### Required action
Only the lines holding the word "banner" are wanted; copy each of them from the listing.

### Dataset records
::::
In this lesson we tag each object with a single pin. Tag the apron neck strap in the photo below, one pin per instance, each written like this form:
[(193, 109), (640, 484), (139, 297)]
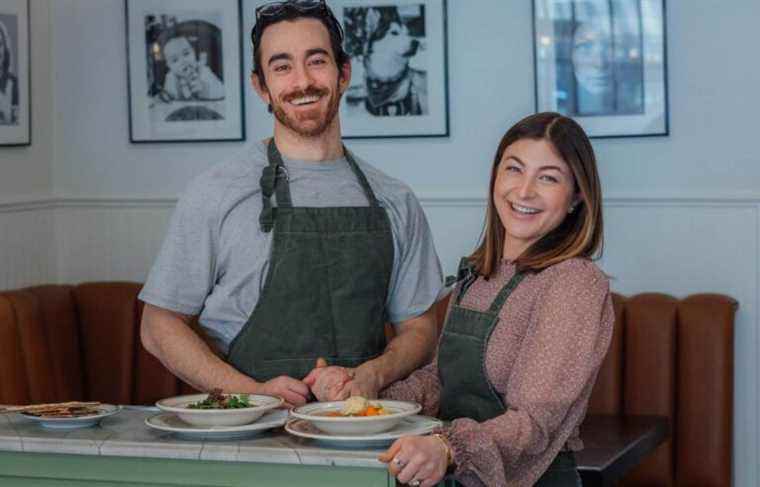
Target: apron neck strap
[(274, 180), (501, 298), (361, 177), (466, 274)]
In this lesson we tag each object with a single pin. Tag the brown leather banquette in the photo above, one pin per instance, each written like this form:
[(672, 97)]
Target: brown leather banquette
[(668, 357)]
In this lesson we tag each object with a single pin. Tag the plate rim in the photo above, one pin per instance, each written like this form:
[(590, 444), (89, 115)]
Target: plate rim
[(376, 437), (221, 430), (414, 409)]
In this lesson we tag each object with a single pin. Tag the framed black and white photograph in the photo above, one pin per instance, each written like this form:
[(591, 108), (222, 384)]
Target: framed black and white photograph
[(15, 110), (399, 84), (603, 63), (184, 70)]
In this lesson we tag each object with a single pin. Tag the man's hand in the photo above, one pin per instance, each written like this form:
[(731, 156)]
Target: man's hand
[(366, 382), (327, 382), (294, 391)]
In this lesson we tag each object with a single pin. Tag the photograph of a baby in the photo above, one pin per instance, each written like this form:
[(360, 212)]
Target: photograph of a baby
[(9, 95), (388, 58), (185, 68)]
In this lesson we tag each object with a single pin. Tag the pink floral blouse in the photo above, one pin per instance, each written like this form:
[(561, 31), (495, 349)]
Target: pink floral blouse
[(543, 357)]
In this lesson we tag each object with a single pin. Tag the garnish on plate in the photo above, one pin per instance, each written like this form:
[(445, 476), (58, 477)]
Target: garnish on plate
[(217, 400), (358, 406)]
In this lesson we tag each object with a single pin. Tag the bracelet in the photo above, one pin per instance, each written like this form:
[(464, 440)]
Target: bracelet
[(447, 447)]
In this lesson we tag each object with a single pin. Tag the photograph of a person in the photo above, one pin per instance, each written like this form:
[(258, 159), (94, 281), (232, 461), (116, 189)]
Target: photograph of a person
[(9, 87), (603, 63), (602, 71), (184, 67), (387, 49)]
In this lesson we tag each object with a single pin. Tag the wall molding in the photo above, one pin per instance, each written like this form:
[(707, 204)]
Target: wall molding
[(426, 199)]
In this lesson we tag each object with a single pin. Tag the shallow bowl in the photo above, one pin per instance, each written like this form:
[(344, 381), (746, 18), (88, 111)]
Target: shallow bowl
[(315, 412), (218, 417)]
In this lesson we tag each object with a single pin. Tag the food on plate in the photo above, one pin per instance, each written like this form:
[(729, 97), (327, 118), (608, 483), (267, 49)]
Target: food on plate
[(358, 406), (73, 409), (217, 400)]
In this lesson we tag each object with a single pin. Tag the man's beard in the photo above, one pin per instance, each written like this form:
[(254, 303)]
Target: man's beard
[(296, 125)]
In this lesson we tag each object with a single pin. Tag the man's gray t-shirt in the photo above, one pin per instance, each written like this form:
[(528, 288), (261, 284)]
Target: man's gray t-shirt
[(214, 259)]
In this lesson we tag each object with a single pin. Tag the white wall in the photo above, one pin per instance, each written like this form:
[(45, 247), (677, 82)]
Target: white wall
[(26, 230), (682, 212)]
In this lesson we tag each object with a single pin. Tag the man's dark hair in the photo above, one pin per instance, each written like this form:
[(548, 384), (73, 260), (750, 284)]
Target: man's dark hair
[(293, 10)]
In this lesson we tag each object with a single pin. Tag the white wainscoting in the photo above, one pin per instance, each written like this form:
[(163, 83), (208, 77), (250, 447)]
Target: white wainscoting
[(677, 246), (26, 244)]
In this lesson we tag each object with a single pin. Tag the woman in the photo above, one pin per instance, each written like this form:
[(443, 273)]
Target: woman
[(528, 324)]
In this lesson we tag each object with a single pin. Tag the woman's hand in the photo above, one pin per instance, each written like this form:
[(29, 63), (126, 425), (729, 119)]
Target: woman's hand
[(417, 460)]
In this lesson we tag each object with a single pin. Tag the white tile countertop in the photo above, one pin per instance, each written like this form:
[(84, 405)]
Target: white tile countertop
[(126, 435)]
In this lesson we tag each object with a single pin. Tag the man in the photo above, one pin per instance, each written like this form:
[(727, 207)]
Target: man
[(295, 250)]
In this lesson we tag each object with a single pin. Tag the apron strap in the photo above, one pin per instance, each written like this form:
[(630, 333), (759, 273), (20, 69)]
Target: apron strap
[(466, 274), (501, 298), (274, 180), (361, 177)]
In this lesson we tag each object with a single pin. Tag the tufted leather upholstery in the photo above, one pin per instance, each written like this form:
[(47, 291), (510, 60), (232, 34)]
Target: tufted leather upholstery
[(668, 357), (78, 343), (674, 358)]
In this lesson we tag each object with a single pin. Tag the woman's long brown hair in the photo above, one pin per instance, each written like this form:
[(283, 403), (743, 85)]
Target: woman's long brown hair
[(581, 232)]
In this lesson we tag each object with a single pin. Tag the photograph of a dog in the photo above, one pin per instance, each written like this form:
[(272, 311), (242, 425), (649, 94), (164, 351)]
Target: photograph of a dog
[(387, 46)]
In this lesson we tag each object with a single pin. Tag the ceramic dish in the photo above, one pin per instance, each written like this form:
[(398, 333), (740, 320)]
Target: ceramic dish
[(315, 413), (171, 423), (411, 425), (218, 417), (76, 422)]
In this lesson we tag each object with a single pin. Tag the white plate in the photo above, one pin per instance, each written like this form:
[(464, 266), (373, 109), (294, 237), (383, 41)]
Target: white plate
[(411, 425), (171, 423), (218, 417), (77, 422), (355, 425)]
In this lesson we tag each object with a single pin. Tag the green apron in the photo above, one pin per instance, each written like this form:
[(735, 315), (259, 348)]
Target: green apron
[(466, 391), (326, 286)]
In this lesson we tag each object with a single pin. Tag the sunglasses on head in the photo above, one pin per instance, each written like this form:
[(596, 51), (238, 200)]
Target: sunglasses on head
[(302, 6)]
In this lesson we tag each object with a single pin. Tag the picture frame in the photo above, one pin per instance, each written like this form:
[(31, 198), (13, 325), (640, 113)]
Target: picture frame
[(603, 63), (184, 70), (15, 74), (399, 83)]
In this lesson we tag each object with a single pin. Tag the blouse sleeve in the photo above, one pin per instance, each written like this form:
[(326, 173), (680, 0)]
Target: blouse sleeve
[(550, 381)]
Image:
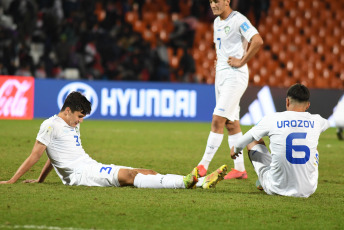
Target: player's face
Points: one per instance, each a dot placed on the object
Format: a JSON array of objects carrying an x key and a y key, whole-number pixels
[
  {"x": 75, "y": 118},
  {"x": 218, "y": 6}
]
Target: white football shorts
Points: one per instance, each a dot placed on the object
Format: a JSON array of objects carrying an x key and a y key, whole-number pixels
[
  {"x": 230, "y": 85},
  {"x": 261, "y": 160},
  {"x": 97, "y": 174}
]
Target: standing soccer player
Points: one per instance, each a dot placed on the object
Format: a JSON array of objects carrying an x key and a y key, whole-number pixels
[
  {"x": 292, "y": 167},
  {"x": 232, "y": 33}
]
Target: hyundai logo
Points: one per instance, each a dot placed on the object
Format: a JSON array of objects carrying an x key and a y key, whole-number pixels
[{"x": 83, "y": 88}]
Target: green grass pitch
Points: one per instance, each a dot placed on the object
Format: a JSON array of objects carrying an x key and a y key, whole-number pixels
[{"x": 167, "y": 147}]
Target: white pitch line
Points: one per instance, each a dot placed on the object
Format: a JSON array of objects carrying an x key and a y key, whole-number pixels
[{"x": 42, "y": 227}]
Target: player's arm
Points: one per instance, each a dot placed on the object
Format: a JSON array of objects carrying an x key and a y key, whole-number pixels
[
  {"x": 256, "y": 43},
  {"x": 44, "y": 173},
  {"x": 36, "y": 153}
]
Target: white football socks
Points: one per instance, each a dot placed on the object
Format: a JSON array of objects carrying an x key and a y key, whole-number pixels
[
  {"x": 213, "y": 143},
  {"x": 239, "y": 161},
  {"x": 158, "y": 181}
]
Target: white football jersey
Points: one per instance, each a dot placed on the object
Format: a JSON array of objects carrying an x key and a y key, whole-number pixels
[
  {"x": 338, "y": 114},
  {"x": 293, "y": 144},
  {"x": 231, "y": 37},
  {"x": 64, "y": 147}
]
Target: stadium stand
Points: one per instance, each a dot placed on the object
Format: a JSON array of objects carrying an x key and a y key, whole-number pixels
[
  {"x": 303, "y": 40},
  {"x": 303, "y": 43}
]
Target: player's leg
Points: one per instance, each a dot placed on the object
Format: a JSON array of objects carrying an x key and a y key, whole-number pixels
[
  {"x": 234, "y": 133},
  {"x": 158, "y": 181},
  {"x": 213, "y": 143},
  {"x": 261, "y": 159}
]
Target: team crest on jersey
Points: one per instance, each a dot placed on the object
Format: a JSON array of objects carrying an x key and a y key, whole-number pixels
[
  {"x": 244, "y": 26},
  {"x": 227, "y": 29}
]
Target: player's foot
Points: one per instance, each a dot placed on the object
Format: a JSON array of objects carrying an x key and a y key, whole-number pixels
[
  {"x": 215, "y": 177},
  {"x": 202, "y": 171},
  {"x": 235, "y": 174},
  {"x": 191, "y": 179},
  {"x": 258, "y": 185},
  {"x": 339, "y": 133}
]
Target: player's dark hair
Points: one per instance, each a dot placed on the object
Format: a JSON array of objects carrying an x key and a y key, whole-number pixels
[
  {"x": 77, "y": 102},
  {"x": 298, "y": 92}
]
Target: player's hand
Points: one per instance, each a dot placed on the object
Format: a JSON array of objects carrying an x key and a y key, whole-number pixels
[
  {"x": 233, "y": 154},
  {"x": 234, "y": 62},
  {"x": 31, "y": 181}
]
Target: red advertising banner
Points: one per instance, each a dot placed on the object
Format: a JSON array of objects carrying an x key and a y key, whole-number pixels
[{"x": 16, "y": 97}]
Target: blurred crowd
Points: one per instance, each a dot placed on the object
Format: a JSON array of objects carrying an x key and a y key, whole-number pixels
[{"x": 90, "y": 39}]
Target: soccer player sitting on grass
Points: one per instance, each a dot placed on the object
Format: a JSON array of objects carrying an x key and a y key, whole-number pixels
[
  {"x": 292, "y": 167},
  {"x": 59, "y": 136}
]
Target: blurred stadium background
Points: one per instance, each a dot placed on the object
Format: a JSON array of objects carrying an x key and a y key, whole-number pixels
[{"x": 169, "y": 40}]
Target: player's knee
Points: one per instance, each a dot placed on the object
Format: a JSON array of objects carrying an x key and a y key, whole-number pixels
[
  {"x": 126, "y": 177},
  {"x": 254, "y": 143},
  {"x": 217, "y": 124}
]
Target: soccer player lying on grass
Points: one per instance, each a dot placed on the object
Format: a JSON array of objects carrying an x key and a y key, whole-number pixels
[
  {"x": 59, "y": 136},
  {"x": 292, "y": 167}
]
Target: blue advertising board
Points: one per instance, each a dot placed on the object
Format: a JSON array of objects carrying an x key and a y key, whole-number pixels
[
  {"x": 129, "y": 100},
  {"x": 169, "y": 101}
]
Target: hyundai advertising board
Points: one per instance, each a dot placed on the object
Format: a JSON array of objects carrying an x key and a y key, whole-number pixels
[
  {"x": 27, "y": 98},
  {"x": 126, "y": 100}
]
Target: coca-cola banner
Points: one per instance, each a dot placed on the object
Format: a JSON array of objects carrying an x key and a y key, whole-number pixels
[{"x": 16, "y": 97}]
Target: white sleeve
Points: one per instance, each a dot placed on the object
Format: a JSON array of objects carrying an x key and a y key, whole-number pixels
[
  {"x": 247, "y": 30},
  {"x": 243, "y": 141},
  {"x": 45, "y": 133}
]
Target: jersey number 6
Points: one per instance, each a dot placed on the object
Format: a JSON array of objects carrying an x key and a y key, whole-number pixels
[{"x": 299, "y": 148}]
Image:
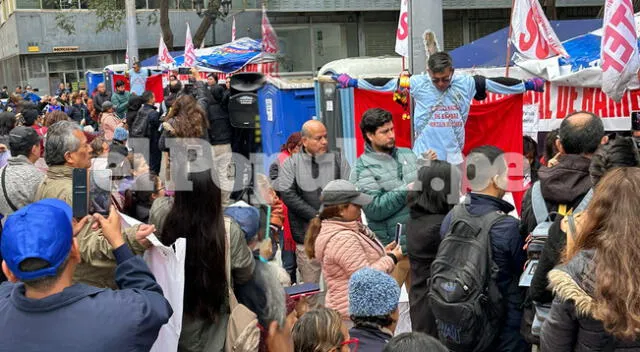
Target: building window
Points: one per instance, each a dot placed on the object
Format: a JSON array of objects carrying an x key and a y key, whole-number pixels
[
  {"x": 295, "y": 48},
  {"x": 37, "y": 68},
  {"x": 186, "y": 4},
  {"x": 26, "y": 4}
]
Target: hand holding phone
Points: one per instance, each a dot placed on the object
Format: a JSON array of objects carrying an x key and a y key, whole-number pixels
[
  {"x": 111, "y": 228},
  {"x": 399, "y": 231}
]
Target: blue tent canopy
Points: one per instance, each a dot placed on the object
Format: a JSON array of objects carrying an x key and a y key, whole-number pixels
[
  {"x": 153, "y": 61},
  {"x": 491, "y": 50}
]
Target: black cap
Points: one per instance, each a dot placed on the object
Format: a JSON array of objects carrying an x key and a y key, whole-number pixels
[{"x": 23, "y": 138}]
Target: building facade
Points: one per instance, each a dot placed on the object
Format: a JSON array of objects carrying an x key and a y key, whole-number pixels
[{"x": 37, "y": 48}]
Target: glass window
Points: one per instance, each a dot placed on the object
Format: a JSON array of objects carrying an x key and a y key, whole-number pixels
[
  {"x": 330, "y": 43},
  {"x": 186, "y": 4},
  {"x": 295, "y": 47},
  {"x": 37, "y": 68},
  {"x": 27, "y": 4}
]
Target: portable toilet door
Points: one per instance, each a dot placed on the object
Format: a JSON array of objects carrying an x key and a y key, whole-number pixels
[{"x": 283, "y": 111}]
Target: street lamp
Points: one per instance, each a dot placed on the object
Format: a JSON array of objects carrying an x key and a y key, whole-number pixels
[{"x": 222, "y": 11}]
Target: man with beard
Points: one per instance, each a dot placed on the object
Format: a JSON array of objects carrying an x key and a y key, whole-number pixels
[{"x": 386, "y": 173}]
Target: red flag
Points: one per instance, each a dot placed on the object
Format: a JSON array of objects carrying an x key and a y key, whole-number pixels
[
  {"x": 531, "y": 32},
  {"x": 164, "y": 58},
  {"x": 233, "y": 30},
  {"x": 154, "y": 84},
  {"x": 619, "y": 49},
  {"x": 189, "y": 50},
  {"x": 499, "y": 123},
  {"x": 269, "y": 37}
]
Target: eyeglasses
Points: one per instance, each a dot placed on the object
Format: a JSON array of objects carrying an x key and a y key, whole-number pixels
[
  {"x": 443, "y": 80},
  {"x": 352, "y": 344}
]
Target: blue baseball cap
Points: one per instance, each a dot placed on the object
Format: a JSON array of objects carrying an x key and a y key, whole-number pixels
[{"x": 40, "y": 230}]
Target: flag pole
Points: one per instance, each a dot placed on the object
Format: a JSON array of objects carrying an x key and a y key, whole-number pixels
[{"x": 508, "y": 59}]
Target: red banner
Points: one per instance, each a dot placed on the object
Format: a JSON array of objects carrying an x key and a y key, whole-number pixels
[
  {"x": 367, "y": 99},
  {"x": 498, "y": 123},
  {"x": 557, "y": 102},
  {"x": 154, "y": 84}
]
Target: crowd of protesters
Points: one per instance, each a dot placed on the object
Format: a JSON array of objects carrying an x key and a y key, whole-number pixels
[{"x": 355, "y": 235}]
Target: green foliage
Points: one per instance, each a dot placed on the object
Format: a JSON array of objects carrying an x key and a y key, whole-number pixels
[{"x": 111, "y": 14}]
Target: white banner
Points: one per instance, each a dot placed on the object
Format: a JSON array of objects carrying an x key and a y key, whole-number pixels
[
  {"x": 531, "y": 32},
  {"x": 619, "y": 49},
  {"x": 402, "y": 34}
]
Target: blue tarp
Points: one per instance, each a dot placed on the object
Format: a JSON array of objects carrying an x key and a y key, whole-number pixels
[
  {"x": 153, "y": 61},
  {"x": 227, "y": 58},
  {"x": 491, "y": 50}
]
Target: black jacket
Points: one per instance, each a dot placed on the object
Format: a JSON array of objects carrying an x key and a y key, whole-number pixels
[
  {"x": 135, "y": 103},
  {"x": 508, "y": 254},
  {"x": 423, "y": 240},
  {"x": 570, "y": 325},
  {"x": 99, "y": 99},
  {"x": 302, "y": 180},
  {"x": 79, "y": 112},
  {"x": 220, "y": 130},
  {"x": 370, "y": 338},
  {"x": 565, "y": 183}
]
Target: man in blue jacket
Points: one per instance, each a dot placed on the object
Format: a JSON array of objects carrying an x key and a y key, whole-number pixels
[
  {"x": 487, "y": 173},
  {"x": 43, "y": 310}
]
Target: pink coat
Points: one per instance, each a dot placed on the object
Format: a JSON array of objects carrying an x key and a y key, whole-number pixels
[{"x": 342, "y": 249}]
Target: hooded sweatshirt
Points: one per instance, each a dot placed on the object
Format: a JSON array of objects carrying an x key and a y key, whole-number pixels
[{"x": 565, "y": 183}]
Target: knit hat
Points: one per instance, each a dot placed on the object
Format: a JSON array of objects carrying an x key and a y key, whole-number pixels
[
  {"x": 120, "y": 134},
  {"x": 372, "y": 293},
  {"x": 107, "y": 105},
  {"x": 246, "y": 216}
]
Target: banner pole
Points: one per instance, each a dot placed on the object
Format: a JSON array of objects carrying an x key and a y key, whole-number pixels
[{"x": 508, "y": 59}]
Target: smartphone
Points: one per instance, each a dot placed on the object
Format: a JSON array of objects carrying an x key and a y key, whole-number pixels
[
  {"x": 635, "y": 121},
  {"x": 100, "y": 185},
  {"x": 302, "y": 290},
  {"x": 399, "y": 230},
  {"x": 79, "y": 198}
]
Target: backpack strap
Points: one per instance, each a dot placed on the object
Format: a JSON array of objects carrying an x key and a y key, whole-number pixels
[
  {"x": 538, "y": 204},
  {"x": 233, "y": 302},
  {"x": 4, "y": 190},
  {"x": 585, "y": 202}
]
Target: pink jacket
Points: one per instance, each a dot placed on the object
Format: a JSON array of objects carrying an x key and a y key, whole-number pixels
[{"x": 342, "y": 249}]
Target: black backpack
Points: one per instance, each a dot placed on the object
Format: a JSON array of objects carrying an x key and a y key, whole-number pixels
[
  {"x": 463, "y": 294},
  {"x": 140, "y": 126}
]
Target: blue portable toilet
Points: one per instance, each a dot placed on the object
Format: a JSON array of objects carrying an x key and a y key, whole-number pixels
[
  {"x": 284, "y": 107},
  {"x": 93, "y": 79}
]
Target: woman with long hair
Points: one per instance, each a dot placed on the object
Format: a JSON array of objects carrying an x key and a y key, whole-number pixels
[
  {"x": 343, "y": 245},
  {"x": 197, "y": 216},
  {"x": 322, "y": 330},
  {"x": 186, "y": 119},
  {"x": 437, "y": 191},
  {"x": 597, "y": 306}
]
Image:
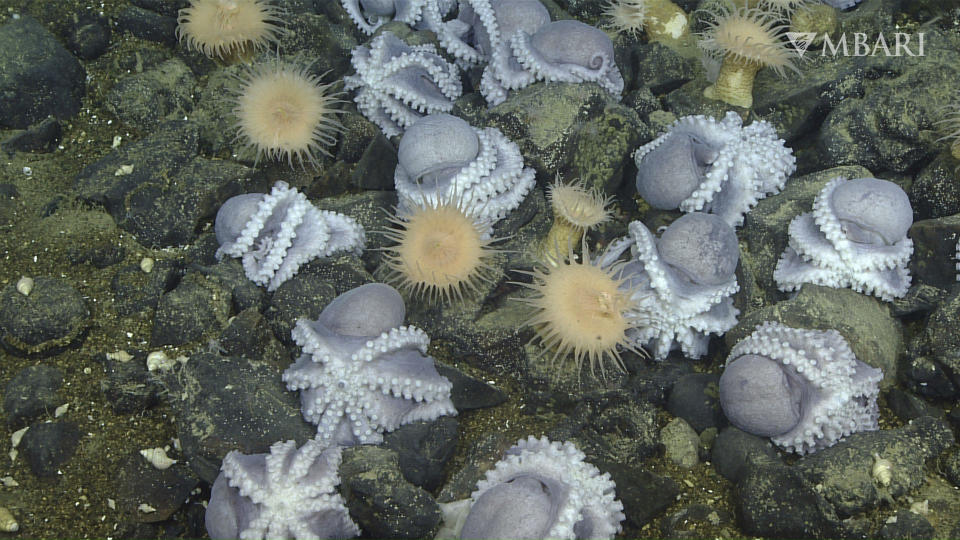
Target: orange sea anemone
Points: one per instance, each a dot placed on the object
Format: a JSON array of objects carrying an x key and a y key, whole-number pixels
::::
### Answer to this task
Target: red advertising banner
Target: coca-cola banner
Target: red banner
Target: white banner
Target: banner pole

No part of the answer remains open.